### Task to complete
When you reach the line with "ear with one point per instance." in the listing below, transcribe it and each line after it up to and including the line with "player's chin with one point per instance.", exactly and with nothing else.

+++ Source data +++

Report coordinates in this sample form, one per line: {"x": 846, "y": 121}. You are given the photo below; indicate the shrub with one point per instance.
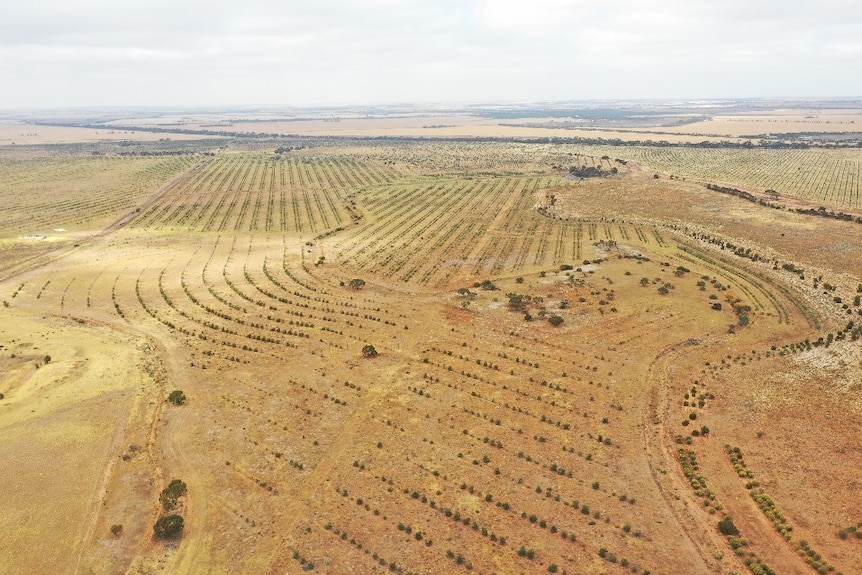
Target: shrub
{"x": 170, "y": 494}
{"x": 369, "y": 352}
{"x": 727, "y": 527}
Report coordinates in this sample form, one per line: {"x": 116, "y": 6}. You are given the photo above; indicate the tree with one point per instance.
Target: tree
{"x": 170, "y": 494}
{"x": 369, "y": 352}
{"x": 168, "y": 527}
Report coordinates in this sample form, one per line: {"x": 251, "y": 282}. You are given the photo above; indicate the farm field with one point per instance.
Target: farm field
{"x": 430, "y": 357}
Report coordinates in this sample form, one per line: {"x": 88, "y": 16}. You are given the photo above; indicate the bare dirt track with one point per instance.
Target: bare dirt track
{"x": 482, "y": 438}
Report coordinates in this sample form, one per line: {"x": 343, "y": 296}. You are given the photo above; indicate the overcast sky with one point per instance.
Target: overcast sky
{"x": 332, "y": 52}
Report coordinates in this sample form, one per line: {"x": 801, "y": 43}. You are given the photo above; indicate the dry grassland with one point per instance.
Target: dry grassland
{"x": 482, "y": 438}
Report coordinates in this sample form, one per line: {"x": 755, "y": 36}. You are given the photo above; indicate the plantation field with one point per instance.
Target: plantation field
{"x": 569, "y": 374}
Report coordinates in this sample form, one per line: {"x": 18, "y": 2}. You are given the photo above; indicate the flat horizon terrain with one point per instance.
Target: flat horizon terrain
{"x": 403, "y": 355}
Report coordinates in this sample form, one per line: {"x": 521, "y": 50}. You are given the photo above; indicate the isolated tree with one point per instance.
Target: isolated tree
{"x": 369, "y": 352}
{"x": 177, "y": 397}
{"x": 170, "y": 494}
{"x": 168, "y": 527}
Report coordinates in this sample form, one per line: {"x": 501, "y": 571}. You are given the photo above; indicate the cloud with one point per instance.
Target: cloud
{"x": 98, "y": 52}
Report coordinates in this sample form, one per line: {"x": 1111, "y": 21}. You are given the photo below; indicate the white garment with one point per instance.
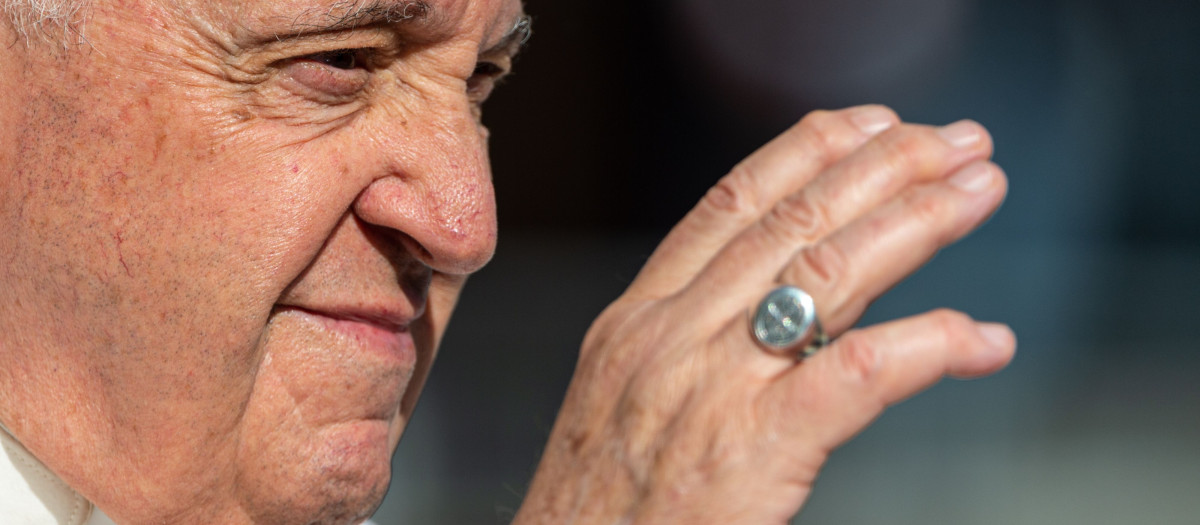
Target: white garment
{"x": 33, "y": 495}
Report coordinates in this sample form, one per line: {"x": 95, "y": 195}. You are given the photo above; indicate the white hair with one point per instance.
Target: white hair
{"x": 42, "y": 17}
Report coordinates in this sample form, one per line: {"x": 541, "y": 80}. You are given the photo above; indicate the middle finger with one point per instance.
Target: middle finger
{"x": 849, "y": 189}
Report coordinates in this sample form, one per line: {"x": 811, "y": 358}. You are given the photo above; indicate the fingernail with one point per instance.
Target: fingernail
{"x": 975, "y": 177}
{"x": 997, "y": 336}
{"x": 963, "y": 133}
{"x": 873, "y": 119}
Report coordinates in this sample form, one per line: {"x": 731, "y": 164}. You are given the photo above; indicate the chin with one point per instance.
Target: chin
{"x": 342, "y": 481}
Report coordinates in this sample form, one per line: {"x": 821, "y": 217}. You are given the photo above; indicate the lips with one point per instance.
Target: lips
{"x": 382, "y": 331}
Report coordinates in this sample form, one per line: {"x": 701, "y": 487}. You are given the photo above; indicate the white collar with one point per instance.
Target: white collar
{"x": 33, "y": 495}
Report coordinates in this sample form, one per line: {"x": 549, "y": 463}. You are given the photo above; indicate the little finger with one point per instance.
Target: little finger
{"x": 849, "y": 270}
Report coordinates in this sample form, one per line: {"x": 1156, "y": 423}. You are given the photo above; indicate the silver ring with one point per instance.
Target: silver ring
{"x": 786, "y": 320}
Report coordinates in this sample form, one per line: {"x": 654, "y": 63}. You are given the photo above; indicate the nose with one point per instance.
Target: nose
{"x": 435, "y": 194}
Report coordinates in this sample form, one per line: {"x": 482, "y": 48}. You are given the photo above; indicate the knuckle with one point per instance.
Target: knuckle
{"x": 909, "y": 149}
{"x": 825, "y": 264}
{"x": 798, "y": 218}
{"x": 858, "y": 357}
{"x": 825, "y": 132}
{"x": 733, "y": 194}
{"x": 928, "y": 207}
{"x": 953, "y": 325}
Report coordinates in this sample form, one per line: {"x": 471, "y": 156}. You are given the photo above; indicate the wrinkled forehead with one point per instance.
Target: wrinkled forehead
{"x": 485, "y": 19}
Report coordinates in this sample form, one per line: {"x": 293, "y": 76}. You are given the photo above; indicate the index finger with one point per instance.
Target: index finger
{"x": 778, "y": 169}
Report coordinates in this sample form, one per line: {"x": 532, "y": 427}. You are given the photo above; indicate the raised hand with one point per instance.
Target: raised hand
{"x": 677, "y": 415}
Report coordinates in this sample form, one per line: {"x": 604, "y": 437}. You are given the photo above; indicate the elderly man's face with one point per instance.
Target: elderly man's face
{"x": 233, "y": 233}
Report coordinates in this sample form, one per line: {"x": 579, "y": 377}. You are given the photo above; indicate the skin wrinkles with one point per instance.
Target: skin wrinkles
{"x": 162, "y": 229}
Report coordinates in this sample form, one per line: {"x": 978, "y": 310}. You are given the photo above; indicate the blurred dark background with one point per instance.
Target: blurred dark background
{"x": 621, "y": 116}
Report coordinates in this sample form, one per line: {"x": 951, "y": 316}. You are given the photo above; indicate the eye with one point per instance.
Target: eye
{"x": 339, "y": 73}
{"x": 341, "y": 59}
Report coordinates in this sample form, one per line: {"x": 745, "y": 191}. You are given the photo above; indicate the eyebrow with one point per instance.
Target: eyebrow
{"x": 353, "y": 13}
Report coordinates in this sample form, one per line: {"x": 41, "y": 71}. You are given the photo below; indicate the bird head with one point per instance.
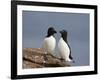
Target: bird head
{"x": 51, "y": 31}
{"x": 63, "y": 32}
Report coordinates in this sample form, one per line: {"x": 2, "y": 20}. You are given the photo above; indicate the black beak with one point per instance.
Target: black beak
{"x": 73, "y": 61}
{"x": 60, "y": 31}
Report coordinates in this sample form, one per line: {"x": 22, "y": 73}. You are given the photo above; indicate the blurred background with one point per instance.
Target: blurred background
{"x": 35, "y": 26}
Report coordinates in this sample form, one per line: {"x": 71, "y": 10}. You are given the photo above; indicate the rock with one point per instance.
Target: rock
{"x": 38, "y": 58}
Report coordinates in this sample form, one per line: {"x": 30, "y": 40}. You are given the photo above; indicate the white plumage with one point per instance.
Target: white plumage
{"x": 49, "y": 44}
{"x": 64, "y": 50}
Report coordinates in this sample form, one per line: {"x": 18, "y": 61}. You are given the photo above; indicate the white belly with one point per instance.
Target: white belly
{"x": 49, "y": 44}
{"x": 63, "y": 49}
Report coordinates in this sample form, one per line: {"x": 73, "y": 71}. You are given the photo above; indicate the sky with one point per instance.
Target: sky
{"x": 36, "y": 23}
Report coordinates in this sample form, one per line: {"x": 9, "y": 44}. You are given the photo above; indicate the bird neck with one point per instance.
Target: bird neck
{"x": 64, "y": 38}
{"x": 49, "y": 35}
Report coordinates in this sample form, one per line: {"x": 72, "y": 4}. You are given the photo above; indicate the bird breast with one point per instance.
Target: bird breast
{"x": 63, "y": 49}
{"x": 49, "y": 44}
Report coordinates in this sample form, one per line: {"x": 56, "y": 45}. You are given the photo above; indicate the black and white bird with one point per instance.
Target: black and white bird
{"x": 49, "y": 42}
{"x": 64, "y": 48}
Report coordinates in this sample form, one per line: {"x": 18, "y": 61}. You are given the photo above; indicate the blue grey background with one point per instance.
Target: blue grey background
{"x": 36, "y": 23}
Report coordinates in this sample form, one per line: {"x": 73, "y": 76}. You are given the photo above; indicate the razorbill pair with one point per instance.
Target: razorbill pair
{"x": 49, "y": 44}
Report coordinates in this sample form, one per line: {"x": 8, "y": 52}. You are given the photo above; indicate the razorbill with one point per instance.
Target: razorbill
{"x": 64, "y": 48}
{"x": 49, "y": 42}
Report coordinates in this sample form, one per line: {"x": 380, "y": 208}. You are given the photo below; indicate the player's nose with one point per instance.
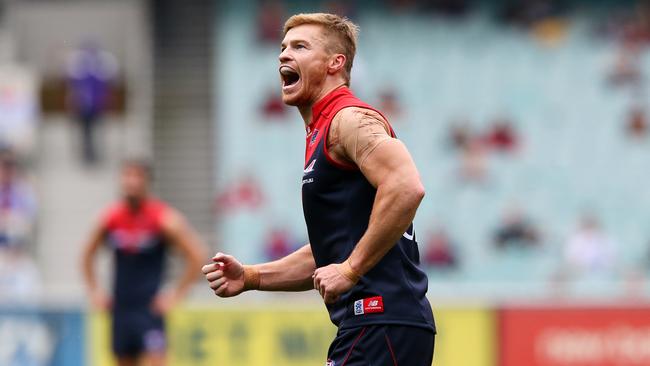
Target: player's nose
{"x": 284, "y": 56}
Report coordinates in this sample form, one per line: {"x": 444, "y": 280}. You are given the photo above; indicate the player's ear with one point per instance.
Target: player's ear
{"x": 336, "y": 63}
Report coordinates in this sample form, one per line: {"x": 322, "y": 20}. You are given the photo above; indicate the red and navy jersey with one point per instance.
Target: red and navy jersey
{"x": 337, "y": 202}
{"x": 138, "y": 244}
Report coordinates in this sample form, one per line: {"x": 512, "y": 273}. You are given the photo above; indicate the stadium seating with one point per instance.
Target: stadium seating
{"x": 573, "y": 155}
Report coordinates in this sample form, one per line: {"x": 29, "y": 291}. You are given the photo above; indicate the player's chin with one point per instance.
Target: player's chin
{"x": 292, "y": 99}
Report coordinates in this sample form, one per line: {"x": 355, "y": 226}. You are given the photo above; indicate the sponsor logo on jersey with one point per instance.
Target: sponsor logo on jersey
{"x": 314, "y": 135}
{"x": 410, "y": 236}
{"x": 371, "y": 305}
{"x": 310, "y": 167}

+++

### Result for this task
Report coordinates in this sample form, one per line: {"x": 444, "y": 280}. You are given the photo above; indicate the player's ear with one point per instance.
Target: player's ear
{"x": 336, "y": 63}
Report coordinates in this sample form, one per line: {"x": 322, "y": 20}. You are given the photo above; indicate the red and navy jersey with one point per instance.
Target: red and navy jersey
{"x": 337, "y": 202}
{"x": 138, "y": 244}
Report coordinates in this sample form, one per line: {"x": 512, "y": 273}. You are given the photo above; indicate the stadium seating with one point per instance.
Target: stadium seating
{"x": 573, "y": 155}
Report coordinates in this sample form, one per line: {"x": 29, "y": 291}. You are given the photo above; indicate the player's chin with one point per instance.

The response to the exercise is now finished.